En cumulant RH, procédures et finance, je pense avoir un moyen de participer à la construction d’une culture d’entreprise saine, sans négliger pour autant la rentabilité à long terme. Il faut trouver le bon équilibre entre les avantages pour les salariés et leur maîtrise financière. Nous sommes conscients que le retour en arrière, une fois quelque chose d’accordé, est très difficile, sinon impossible. Il faut également que l’on garde un certain sens de la justice et de l’équité dans ce que l’on donne…

Nous avons travaillé pour définir une approche RH et une grille de salaires qui permettent à tout le monde d’être traité le plus égalitairement possible. Le lien entre les RH et la finance permet de maîtriser les coûts, tout en ayant un personnel satisfait et de conserver les bons éléments. Je pense qu’en 11 ans ici, nous n’avons jamais perdu un bon élément pour une mauvaise raison, en dehors du turnover classique pour une entreprise. Alors que nous sommes aujourd’hui 240 !

———

Consignes de l'exercice:
Pour chacune des affirmations suivantes, dites par oui ou par non si elle concorde avec l'extrait de texte ci-dessus, et citez à l'identique les mots du texte qui tranchent.
1. L'entreprise compte aujourd'hui 240 personnes.
2. D'après le texte, revenir sur un avantage déjà accordé est facile.
3. Le texte affirme que de bons éléments ont été perdus pour de mauvaises raisons.

———

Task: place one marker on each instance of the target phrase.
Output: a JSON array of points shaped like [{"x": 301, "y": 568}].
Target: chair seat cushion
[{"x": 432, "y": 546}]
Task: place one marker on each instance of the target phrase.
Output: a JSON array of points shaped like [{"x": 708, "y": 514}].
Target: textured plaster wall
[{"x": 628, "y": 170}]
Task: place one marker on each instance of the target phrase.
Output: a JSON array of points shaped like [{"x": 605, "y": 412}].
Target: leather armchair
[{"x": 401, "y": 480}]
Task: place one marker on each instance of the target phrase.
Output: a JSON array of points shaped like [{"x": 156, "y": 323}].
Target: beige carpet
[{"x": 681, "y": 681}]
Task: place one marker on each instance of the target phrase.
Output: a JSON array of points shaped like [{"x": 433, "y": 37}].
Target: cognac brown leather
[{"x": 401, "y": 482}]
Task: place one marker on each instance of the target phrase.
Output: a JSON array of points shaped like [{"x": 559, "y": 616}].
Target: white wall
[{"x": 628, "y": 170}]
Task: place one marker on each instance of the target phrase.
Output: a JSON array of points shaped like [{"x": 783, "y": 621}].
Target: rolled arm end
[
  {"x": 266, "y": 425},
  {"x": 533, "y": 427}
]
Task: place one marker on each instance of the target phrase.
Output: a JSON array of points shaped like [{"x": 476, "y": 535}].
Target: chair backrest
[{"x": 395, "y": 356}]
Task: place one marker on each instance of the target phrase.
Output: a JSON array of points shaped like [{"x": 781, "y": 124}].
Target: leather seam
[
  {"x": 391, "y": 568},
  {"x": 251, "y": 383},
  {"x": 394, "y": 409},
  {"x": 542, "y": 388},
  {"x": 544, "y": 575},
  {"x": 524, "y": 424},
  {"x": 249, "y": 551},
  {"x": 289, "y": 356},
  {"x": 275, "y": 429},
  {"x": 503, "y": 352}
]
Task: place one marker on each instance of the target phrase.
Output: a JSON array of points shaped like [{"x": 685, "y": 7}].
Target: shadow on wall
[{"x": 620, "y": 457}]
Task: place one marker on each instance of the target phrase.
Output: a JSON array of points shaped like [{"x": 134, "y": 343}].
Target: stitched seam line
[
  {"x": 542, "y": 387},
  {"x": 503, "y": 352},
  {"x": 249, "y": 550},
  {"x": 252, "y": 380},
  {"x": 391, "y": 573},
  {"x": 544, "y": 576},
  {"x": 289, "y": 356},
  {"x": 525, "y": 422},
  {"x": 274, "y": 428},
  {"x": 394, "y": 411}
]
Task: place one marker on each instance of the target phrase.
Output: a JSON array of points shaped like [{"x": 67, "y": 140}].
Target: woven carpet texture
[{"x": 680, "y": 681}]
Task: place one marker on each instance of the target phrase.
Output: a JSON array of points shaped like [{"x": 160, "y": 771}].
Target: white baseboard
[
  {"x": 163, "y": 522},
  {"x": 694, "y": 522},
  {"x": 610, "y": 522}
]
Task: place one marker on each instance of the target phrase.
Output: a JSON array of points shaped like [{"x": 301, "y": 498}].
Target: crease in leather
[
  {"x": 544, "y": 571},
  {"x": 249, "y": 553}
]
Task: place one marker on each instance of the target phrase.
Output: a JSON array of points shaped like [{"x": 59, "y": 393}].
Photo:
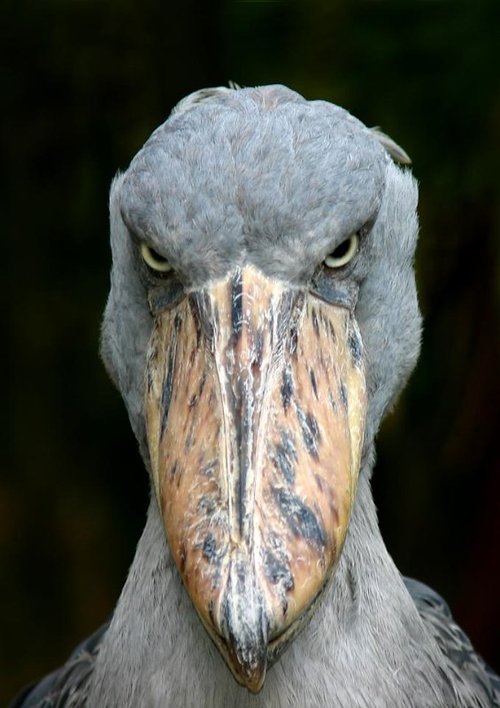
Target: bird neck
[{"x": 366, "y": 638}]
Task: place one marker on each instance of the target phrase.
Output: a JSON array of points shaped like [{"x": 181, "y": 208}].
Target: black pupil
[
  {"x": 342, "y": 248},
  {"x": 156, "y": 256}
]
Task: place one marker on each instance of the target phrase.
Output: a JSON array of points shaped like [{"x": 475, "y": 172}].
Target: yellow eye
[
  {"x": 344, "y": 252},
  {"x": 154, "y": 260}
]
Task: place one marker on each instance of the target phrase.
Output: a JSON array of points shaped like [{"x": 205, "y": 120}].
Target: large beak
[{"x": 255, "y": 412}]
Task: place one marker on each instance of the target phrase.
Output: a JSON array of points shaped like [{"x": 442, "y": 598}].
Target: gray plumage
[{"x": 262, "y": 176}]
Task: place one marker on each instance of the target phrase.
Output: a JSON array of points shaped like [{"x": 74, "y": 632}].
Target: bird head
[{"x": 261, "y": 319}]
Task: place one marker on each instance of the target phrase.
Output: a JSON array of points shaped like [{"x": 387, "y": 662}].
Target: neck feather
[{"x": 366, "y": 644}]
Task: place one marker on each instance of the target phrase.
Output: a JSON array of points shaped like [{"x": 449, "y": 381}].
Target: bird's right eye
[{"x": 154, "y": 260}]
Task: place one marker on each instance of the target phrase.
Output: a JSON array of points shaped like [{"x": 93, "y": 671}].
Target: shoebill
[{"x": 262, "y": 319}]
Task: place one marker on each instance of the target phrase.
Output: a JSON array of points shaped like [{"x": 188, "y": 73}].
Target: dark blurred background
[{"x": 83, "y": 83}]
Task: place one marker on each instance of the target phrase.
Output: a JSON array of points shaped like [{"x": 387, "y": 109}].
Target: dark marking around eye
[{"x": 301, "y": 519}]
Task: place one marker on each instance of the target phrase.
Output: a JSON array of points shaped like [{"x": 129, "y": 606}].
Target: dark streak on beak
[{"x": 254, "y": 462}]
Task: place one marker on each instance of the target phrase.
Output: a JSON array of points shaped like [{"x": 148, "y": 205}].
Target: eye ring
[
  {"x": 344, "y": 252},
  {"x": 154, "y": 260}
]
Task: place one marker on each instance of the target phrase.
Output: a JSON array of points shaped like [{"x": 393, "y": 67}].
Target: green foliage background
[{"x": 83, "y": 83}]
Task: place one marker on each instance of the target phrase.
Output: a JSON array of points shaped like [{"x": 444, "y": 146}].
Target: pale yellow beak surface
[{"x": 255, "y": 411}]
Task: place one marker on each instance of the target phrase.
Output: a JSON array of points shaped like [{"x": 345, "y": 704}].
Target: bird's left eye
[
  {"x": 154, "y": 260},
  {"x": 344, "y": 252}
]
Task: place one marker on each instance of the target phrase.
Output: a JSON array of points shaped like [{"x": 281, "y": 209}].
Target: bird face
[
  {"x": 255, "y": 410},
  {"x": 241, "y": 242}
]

———

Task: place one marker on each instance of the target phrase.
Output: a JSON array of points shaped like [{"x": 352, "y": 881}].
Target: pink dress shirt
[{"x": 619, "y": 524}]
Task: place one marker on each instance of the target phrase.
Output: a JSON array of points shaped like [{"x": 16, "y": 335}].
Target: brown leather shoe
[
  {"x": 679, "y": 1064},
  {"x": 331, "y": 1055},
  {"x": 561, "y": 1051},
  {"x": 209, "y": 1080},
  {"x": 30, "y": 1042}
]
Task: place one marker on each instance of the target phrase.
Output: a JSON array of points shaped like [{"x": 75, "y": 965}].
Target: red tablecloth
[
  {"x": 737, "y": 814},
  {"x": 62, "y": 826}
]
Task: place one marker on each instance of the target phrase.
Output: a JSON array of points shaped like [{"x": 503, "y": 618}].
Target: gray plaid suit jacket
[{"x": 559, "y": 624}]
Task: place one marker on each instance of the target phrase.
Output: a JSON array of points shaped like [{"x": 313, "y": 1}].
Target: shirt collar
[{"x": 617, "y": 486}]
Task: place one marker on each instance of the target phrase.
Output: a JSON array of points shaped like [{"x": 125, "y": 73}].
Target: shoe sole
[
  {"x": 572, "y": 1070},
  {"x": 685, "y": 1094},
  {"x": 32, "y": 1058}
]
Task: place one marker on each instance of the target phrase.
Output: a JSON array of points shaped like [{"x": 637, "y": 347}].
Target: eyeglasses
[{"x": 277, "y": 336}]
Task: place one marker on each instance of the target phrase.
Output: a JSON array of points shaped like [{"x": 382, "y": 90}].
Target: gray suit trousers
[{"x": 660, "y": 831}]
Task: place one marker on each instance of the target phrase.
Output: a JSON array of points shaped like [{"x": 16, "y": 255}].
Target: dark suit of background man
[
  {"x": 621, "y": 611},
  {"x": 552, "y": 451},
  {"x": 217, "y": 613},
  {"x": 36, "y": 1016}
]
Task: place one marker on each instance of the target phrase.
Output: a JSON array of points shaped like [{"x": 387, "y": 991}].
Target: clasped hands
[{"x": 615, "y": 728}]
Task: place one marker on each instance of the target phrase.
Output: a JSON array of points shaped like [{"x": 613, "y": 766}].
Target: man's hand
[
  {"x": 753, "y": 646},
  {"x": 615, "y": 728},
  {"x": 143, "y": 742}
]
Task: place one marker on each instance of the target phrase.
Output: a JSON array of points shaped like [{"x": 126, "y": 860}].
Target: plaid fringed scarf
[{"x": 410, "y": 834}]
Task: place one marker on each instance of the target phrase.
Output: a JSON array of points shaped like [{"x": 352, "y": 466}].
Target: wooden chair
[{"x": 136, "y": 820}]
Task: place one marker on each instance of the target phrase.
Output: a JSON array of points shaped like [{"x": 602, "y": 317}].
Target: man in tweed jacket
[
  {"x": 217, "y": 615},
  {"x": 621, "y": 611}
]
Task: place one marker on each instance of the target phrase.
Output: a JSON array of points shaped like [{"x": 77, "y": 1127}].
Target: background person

———

Corrigé:
1. Oui : « Alors que nous sommes aujourd’hui 240 ! »
2. Non : « le retour en arrière, une fois quelque chose d’accordé, est très difficile, sinon impossible »
3. Non : « nous n’avons jamais perdu un bon élément pour une mauvaise raison »